# Your objective
Every entry below is to be copied exactly, with nothing left out.

Material to process START

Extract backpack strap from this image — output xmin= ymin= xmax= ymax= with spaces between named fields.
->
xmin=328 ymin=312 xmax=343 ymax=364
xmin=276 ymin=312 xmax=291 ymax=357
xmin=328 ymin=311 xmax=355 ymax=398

Material to process END

# Answer section
Extract backpack strap from this image — output xmin= ymin= xmax= ymax= with spaces between named fields.
->
xmin=328 ymin=312 xmax=343 ymax=364
xmin=276 ymin=312 xmax=291 ymax=357
xmin=328 ymin=311 xmax=355 ymax=398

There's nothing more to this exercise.